» Your goal
Please rescale the stretch of rows from the line containing "Where can the wooden" through the line containing "x=29, y=215", and give only those lines, with the requests copied unchanged and every coordinate in the answers multiplied by 1.2. Round each result to a whole number, with halves rounded up.

» Dataset
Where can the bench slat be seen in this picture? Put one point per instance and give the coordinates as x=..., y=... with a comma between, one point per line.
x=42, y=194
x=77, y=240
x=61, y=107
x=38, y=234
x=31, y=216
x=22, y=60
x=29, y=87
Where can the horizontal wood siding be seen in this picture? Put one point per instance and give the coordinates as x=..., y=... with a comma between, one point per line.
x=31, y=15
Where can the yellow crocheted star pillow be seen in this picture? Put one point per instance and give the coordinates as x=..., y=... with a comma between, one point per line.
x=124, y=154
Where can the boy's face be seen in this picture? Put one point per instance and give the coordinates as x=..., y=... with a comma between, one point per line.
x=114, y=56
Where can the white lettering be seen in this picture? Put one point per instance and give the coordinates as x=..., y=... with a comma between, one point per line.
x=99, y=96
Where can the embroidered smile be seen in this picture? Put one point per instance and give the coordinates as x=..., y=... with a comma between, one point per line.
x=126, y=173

* * *

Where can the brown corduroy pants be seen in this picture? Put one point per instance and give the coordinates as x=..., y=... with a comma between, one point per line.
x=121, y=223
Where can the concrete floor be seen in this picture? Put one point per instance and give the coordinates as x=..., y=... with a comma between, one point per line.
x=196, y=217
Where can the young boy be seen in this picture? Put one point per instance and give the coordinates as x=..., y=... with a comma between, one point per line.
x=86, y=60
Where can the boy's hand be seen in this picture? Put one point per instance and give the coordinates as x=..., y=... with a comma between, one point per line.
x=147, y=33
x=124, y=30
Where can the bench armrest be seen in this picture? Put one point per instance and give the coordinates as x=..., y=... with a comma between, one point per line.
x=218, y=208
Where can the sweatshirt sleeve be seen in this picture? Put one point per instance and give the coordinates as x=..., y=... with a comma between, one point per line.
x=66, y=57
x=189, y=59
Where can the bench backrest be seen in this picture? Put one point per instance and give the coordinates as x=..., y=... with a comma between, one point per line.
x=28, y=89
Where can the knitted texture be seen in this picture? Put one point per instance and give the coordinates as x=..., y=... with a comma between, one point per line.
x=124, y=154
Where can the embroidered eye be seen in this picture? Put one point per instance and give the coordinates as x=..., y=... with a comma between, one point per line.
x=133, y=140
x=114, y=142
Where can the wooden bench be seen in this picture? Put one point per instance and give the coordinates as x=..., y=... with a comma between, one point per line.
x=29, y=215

--

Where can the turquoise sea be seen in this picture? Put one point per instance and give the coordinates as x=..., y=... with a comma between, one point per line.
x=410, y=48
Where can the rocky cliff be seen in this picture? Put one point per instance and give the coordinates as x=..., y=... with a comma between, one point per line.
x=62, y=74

» Task solution
Where can the wooden bench be seen in this picture? Put one point per instance and give the coordinates as x=..., y=... with a comma between, one point per line.
x=35, y=258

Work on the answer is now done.